Region pointing data >>
____________________
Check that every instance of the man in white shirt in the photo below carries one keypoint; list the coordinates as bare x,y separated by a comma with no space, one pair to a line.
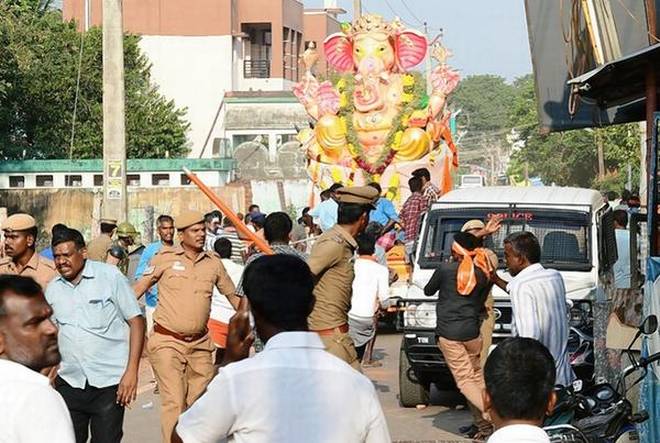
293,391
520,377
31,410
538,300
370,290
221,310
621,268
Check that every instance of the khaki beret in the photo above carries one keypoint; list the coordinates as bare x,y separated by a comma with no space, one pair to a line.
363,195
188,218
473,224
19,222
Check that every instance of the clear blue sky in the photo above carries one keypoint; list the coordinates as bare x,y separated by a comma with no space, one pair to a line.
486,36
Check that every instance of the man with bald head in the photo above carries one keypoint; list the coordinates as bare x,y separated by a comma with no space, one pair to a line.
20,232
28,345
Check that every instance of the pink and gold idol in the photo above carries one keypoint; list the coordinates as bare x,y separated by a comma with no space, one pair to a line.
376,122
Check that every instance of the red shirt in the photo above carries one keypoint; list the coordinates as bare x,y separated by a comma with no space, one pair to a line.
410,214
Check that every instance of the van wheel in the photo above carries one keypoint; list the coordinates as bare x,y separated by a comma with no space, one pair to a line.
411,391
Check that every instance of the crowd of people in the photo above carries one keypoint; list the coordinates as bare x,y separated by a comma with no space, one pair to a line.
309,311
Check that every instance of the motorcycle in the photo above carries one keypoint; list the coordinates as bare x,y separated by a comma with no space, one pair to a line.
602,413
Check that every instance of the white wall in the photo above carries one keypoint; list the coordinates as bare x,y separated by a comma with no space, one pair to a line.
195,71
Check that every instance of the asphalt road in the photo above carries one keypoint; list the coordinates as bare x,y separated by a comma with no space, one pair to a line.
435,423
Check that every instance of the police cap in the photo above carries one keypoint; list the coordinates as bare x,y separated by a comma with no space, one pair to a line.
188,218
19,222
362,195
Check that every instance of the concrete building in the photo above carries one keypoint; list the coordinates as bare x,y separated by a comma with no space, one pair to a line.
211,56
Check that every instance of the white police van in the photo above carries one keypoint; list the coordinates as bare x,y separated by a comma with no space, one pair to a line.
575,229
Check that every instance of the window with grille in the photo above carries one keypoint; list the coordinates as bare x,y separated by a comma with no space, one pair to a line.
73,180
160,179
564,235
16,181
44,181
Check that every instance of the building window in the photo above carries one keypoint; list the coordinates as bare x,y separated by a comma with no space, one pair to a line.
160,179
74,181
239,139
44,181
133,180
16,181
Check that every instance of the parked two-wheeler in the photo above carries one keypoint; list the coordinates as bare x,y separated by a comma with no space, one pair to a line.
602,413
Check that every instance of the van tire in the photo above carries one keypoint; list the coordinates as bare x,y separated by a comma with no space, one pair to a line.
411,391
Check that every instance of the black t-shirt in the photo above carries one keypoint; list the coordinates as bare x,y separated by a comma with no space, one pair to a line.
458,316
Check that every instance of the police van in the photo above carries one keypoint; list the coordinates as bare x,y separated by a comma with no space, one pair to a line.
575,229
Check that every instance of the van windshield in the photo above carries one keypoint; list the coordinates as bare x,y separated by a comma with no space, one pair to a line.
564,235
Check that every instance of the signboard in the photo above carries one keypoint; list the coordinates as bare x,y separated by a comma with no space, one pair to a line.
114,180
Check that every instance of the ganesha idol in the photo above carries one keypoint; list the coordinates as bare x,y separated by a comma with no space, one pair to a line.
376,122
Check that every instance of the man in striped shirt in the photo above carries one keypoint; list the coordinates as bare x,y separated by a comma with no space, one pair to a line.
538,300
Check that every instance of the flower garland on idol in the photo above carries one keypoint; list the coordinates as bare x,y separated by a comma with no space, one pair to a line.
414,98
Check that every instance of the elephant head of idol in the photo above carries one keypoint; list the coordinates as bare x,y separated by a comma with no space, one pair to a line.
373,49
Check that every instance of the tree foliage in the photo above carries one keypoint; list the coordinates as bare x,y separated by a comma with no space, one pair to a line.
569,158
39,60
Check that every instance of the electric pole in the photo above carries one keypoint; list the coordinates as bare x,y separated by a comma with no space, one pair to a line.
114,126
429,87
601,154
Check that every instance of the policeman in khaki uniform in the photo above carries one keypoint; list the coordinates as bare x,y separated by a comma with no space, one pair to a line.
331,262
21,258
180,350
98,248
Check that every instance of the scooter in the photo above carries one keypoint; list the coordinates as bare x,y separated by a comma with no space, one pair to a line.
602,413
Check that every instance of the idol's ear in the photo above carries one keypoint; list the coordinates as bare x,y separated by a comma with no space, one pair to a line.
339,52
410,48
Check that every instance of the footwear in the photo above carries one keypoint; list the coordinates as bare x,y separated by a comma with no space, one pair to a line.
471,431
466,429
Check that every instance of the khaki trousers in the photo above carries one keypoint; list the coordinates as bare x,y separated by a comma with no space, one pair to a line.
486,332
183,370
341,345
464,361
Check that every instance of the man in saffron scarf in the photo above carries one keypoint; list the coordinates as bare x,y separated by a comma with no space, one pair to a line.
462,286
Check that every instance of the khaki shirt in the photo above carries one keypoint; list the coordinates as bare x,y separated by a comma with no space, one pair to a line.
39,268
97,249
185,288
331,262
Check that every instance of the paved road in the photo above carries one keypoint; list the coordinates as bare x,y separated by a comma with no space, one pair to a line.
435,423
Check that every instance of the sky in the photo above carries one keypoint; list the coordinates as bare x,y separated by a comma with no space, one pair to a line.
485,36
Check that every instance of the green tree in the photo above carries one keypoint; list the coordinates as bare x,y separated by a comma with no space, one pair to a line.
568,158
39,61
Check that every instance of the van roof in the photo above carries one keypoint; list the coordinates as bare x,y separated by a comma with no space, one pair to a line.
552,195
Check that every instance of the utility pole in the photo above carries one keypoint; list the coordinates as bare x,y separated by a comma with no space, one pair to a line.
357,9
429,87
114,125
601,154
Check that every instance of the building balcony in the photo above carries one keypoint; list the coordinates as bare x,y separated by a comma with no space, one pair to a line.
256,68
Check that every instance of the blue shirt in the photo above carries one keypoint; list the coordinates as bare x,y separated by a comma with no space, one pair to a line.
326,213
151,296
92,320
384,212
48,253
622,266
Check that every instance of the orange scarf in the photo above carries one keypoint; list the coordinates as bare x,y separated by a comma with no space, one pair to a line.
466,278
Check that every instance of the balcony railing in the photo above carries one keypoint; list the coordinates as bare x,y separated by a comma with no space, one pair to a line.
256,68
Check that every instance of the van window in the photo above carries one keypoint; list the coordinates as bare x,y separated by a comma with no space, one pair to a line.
____________________
Work order >>
Your reply should hold only the records, duplicated exactly, without any image.

Answer space >>
Check that every instance of the man in white shirt in the photo below carries one keypoint; list the coordinates as bare x,y separated by a comma with no space, one pair to a line.
293,391
520,377
31,410
538,300
370,290
221,310
621,268
Check that every instance of the khaki beret in the photo above carries one keypoint; list the coordinates as bare x,y separated by a comma with no space, one pair to a line.
363,195
188,218
473,224
19,222
Check that every instance of the clear blue sky in the photo above carries one keypoint; list the coordinates as bare x,y separated by a comma with no space, one pair to a line.
486,36
Check that every instance of the man with bald head in the photo above carries one keypoint; list the coordinates as bare x,y separated by a comma with no space, one pair to a line.
20,232
28,345
Check that every instance of the pink and gold idol in the photo above carries one keypoint; list the coordinates as bare x,y separated by a comma with no space, one pair to a line.
376,122
Check that every instance of the red shirt in the photo above carries one keypoint; list the coordinates as bare x,y separated by a comma with no space, one pair to a line.
410,214
Check that every instance of the van wheel in the photo above carries one keypoint; list the coordinates as bare x,y separated by a comma with no space, one pair to a line.
411,391
Check that every instance of the crowd of people in the photo above carries one keypoint; list the coordinates as bare x,y separated by a comma with no space, one pair to a line.
309,311
Check that every instance of the motorcycle in the photo above carries one keypoint; list the coordinates as bare x,y separated by a comma with no space, one pair to a line.
602,413
Check that every instance of the white wall in the photo above carries one keypoint; list the coordinates as bare x,y separated by a comma with no space, one pair to a line.
195,71
Check that every instance of the asphalt road in the photo above carries one keypoint; list the coordinates as bare x,y separated by a comma with no space, one pair to a line.
435,423
Check that every instance of the police cap in the photo above carries one keypoint; list the coordinates as bare x,y separated by a comma with no space, one pair to a line.
188,218
19,222
362,195
Check that every instance of the concrete building in the photo above carries one keypoint; list the coordinates as bare x,y separated by a comma with no space, one pair to a line.
211,56
Check that every instance of the white police van in the photo above carries one keypoint; list the coordinates as bare x,y separated by a comma with no space, one pair to a line.
575,229
Check that every instance of the window with grille in the photo above carries one keypoint; list the coordinates as bare x,y separated by a comma with no space, one pair to a line.
73,180
160,179
564,235
16,181
44,181
Check that every instance of the building window in the photo above carries one keypoint; list the coordinates as bare x,y separated by a comma with no space, one pair to a line.
160,179
74,181
239,139
44,181
133,180
16,181
Check that every instance of the parked two-wheeler in the photo above carries one keypoint; list the coordinates as bare x,y separated by a comma with no space, one pair to a line.
602,413
Check that every instance of the van tire in the photo above carries one keypoint; list the coordinates as bare x,y separated by a comma with no space, one pair to a line.
411,391
Check that every instance of the black t-shirt in the photo above carries one keypoint; list the coordinates as bare x,y separated by a comma with no space, one pair to a line.
458,316
Check that every instance of the police van in the photo above carries one keypoint; list the coordinates as bare x,y separated by a comma with no space, one pair to a line.
575,229
Check that every instance of the van windshield in the photo above carries one keypoint; list the coordinates as bare x,y separated by a comma with no space, one pair to a line.
564,235
Check that every instance of the signboard in the photo above carries one keypoint; list the coordinates as bare x,y separated by a comma with no space, one pair to a line.
114,180
Check that every instance of the ganesha idol in the photo above carries one keypoint; list the coordinates as bare x,y separated by a comma with no space, one pair to a line.
376,122
Check that every instance of the man in striped shirt in the photo above carries one keypoint; list the coordinates as bare x,y separated by a comma with no space, one pair to a line.
538,300
Check that every instance of the flower garland on idol in the photo above carries one keypoint; list the coordinates as bare x,y separated by a comma with no space, one pair to a line.
414,98
Check that every instance of the elephant head of idol in the photo above carries one keypoint; list the coordinates as bare x,y separated by a comma with no space, one pair to a line.
373,49
Check that every instance of the tree foliage in the photo above carries one keypoint; list the coordinates as bare x,y separated by a comma with no space, one pair to a line.
569,158
39,60
Check that every instance of the electric pole in the photo above carries one keypoint; list the coordinates as bare x,y separated by a comma with no space, one pair to a line.
114,126
429,87
601,154
Check that every instance of the policeman in khaki uniform in the photo above carries one keypoint; list the coordinates as bare x,y separated by a comma with no space, one pair to a line.
331,262
21,258
180,350
98,248
Check that every instance of the scooter in the photo above carries one keypoint; list the coordinates as bare x,y separated by a comma with no space, one pair to a line.
602,413
Check that every instance of the idol's ear in the photo above carries one keypoint; list the coordinates as bare x,y separated by a comma with no space, one pair to a line.
339,52
410,48
Check that every instance of the footwear in the photo above carries one keypoint; list the coordinates as bare x,y separated by a comma with no space, one pair to a line.
471,431
466,429
Check that every instance of the khaki trousers in the photo above carries one keypoint; list the coordinates as bare x,y separated by a comma with no space, one pair to a line.
486,332
183,370
341,345
464,361
Check that every instance of the man in saffron scarf in the photo above carries one keypoint; list the coordinates as bare x,y separated by a comma with no space, one pair to a line.
462,286
Check that every instance of the khaki shirt in the photo above carries one keypoint; list the coordinates as bare x,y separated by a comma with no space, one pair to a line.
39,268
97,249
185,288
331,262
Check that every instance of the paved road in the photo above carries one keypoint; list the coordinates as bare x,y separated by a comma with no space, one pair to a line.
435,423
Check that every instance of the sky in the photo above carries one keypoint; list the coordinates as bare x,y separated by a comma with no space, one pair to a line.
485,36
Check that every instance of the green tree in the photo above carries one keypoint; list the coordinates as bare x,y separated by a comma with no space, one pair to a line.
568,158
39,61
Check that every instance of the van roof in the photo above carries one keypoint; list the coordinates as bare x,y separated by a comma with no space, one pair to a line.
552,195
Check that every instance of the utility pole in the photo above carries one keypoint; list the coordinates as bare x,y separated by a comma with no space, one pair to a line.
357,9
429,87
114,125
601,154
Check that every instance of the building balcony in the photo above carries one keypoint; list the coordinates as bare x,y separated by a comma with no space, one pair to a line.
256,68
Check that every instance of the blue shirt in the photo above carries one keypoint; list the coordinates as bare x,y separated by a comma with no space, one pair to a line.
326,213
151,296
92,320
384,212
48,253
622,266
Check that every instance of the orange scarf in the photo above carries one keypoint; list the coordinates as bare x,y separated by a comma with no space, one pair to a line.
466,278
Check that every instance of the balcony railing in the photo above carries one keypoint; list the coordinates as bare x,y separated by a comma with no space, one pair to a line.
256,68
Check that every instance of the van window in the photo above carries one keypoint; list the coordinates as bare x,y separated by a comma with no space, one pair to a line.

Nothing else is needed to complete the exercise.